Consegna:
Riscriva sotto forma di elenco puntato il paragrafo dell'estratto che comincia con «Per il primo sono finiti ai domiciliari», mantenendone i fatti principali.

Finiscono sotto inchiesta due diversi episodi: l’aggressione di una troupe di H24 al servizio per il Corriere della sera, il 29 febbraio scorso, nei concitati giorni dopo l’incidente occorso a Luca Abbà , e l’occupazione il 24 agosto degli uffici di Geovalsusa, società  in corsa per un appalto legato al cantiere della Maddalena.
Per il primo sono finiti ai domiciliari Massimo Passamani, di Rovereto, e un militante romano del Forte Prenestino; il csoa denuncia il tentativo «di criminalizzare il variegato e risoluto movimento». Devono rispondere dei reati di violenza privata, danneggiamento e rapina; per il fatto sarebbero indagati anche sei persone, tra cui un francese. Gli altri provvedimenti riguardano l’occupazione simbolica di Geovalsusa e riguardano militanti dei centri sociali Askatasuna e Gabrio, la metà  sono studenti e incensurati: sette arresti domiciliari, quattro divieti di dimora a Torino e sei obblighi di firma. Devono rispondere di violazione di domicilio aggravata e violenza privata; per tre di loro la procura di Torino ha ipotizzato il reato di resistenza. «Quella di agosto è stata una manifestazione a volto scoperto, ci sono attivisti colpiti dalle misure che nemmeno sono entrati nella palazzina» spiegano i No Tav. Per questo episodio, obbligo di dimora anche per Francesco Richetto, uno dei leader del movimento.
Manifestazioni di solidarietà  in diverse città  italiane. Il movimento parla di «due pesi e due misure» usati dall’autorità  giudiziaria, con arresti a pochi giorni dalla manifestazione di Lione e nel giorno dell’inizio dello scavo del tunnel geognostico: «La sensazione in Val di Susa – ha detto Alberto Perino – è che la magistratura sia al servizio dei poteri forti, di Ltf, del Pd. Le grande opere sono il bancomat dei partiti come dimostrato le inchieste fatte in tutta Italia meno che a Torino». Per Lele Rizzo ci sono aspetti «singolari negli arresti per l’occupazione di GeoValsusa, nervo scoperto degli intrecci attorno al Tav. Tra i reati c’è persino quello di aver utilizzato delle fialette puzzolenti». I No Tav denunciano un accanimento della Procura, «basta solo ricordare la convocazione ai servizi sociali di alcuni genitori di No Tav minorenni perché semplicemente volantinavano materiale del movimento». E sullo sgombero del presidio vicino al cantiere: «A Chiomonte – ha detto Perino – la giustizia non è uguale per tutti. È stato sequestrato il presidio di Gravella, che è abusivo, è vero. Ma perché il Comune di Chiomonte non ha mai segnalato altre casette abusive, alcune fatte anche da carabinieri, fuori dall’orario di lavoro, col tetto in eternit?».

Materiale fornito:
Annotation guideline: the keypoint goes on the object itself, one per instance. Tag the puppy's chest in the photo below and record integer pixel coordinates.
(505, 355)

Risultato dell'esercizio:
- Primo episodio: arresti domiciliari per Massimo Passamani, di Rovereto, e per un militante romano del Forte Prenestino. Sono accusati di violenza privata, danneggiamento e rapina. Sarebbero indagate anche sei persone, tra cui un francese.
- Il csoa denuncia il tentativo di criminalizzare il movimento.
- Occupazione simbolica di Geovalsusa: i provvedimenti riguardano militanti dei centri sociali Askatasuna e Gabrio, per metà studenti e incensurati.
- Misure disposte: sette arresti domiciliari, quattro divieti di dimora a Torino e sei obblighi di firma.
- Reati contestati: violazione di domicilio aggravata e violenza privata. Per tre persone la procura di Torino ipotizza anche la resistenza.
- Secondo i No Tav, quella di agosto è stata una manifestazione a volto scoperto, e alcuni attivisti colpiti dalle misure non sono nemmeno entrati nella palazzina.
- Per lo stesso episodio è stato disposto l'obbligo di dimora anche per Francesco Richetto, uno dei leader del movimento.